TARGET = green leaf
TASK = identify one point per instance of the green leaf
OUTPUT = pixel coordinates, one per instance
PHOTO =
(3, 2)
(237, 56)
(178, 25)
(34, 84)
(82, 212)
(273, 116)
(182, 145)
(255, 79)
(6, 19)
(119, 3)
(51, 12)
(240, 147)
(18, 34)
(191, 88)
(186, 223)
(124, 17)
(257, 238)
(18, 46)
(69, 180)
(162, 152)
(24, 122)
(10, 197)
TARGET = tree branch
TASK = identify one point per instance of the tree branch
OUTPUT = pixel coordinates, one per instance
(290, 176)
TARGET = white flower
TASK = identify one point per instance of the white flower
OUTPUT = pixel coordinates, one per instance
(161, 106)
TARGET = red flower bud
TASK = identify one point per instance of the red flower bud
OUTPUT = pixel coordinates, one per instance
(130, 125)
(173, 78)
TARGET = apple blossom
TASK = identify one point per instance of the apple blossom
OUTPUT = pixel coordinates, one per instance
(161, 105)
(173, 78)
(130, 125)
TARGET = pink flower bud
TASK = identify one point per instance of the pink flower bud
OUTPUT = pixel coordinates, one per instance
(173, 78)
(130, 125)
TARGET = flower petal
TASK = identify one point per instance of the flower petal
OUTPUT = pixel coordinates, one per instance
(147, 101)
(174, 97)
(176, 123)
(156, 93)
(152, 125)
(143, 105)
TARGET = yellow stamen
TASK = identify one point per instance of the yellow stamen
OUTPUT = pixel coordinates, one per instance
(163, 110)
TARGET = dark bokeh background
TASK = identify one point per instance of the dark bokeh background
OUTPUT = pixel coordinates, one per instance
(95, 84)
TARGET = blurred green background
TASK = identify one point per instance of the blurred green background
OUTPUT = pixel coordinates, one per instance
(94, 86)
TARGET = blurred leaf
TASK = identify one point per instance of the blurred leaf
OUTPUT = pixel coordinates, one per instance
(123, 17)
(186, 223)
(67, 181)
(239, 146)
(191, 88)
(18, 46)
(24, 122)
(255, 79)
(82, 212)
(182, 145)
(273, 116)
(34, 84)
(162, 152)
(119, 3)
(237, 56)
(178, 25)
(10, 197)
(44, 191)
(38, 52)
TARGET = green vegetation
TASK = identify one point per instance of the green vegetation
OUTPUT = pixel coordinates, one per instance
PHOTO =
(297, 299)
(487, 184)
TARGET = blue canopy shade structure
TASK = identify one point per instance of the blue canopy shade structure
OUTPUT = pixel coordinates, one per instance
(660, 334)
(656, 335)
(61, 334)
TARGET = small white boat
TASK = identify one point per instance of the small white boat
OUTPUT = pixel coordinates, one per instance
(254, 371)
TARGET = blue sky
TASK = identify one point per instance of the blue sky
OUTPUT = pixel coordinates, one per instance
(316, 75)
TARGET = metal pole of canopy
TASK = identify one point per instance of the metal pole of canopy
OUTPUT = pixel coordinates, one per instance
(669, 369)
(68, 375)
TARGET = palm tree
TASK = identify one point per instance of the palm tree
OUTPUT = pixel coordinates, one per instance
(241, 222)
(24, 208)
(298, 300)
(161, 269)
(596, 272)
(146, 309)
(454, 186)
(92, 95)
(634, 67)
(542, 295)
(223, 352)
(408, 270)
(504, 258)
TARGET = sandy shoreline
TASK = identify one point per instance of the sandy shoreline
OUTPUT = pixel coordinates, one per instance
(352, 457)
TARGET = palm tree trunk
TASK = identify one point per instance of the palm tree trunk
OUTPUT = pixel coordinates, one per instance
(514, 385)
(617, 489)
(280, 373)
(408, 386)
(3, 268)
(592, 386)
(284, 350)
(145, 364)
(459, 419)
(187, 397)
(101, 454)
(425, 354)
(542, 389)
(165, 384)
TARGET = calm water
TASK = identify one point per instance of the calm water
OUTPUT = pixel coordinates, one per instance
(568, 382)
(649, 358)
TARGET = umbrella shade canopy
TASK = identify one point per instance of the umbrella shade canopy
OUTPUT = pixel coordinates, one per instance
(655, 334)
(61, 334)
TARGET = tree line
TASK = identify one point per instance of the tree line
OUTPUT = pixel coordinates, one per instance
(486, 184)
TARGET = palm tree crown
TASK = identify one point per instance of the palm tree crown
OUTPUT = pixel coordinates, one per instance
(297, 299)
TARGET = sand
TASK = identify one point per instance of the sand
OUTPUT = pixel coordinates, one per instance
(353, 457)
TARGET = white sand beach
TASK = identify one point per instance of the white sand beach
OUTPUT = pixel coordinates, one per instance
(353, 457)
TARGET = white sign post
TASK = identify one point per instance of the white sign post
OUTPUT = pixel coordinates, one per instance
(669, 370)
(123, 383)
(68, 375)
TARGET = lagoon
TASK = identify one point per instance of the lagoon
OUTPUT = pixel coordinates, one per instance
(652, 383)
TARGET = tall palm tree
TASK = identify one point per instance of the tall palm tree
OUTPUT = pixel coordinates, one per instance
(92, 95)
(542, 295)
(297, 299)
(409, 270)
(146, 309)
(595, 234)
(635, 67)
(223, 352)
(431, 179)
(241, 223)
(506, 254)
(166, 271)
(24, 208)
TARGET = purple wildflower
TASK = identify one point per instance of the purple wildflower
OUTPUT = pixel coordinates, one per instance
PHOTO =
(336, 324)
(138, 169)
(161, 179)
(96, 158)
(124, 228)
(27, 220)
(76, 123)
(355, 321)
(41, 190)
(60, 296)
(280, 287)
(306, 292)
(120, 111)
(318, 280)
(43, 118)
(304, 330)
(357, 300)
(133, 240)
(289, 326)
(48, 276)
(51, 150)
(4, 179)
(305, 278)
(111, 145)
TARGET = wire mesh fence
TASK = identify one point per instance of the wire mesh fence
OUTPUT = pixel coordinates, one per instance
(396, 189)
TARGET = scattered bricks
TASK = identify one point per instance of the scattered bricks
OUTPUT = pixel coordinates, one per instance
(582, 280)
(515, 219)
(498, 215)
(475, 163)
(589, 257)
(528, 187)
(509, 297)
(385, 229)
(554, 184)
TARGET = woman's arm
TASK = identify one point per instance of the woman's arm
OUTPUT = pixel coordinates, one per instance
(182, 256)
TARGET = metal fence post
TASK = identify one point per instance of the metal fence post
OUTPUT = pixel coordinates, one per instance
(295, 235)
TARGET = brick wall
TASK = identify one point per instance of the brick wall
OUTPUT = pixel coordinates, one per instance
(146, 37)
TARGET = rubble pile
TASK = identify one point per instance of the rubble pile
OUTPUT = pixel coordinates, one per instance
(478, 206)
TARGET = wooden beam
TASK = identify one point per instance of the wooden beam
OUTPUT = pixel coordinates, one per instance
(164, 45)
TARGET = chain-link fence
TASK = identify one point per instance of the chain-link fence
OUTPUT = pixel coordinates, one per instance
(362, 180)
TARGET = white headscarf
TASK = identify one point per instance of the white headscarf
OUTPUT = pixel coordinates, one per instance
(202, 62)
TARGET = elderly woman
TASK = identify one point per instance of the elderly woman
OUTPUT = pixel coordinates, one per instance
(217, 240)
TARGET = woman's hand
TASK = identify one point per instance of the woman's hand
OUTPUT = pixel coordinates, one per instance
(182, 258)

_ _ _

- [Work item] Show all lines in the entries above where the string "sandy" appears.

- [Answer to the exercise]
TARGET = sandy shoreline
TASK = identify one point per instance of the sandy shoreline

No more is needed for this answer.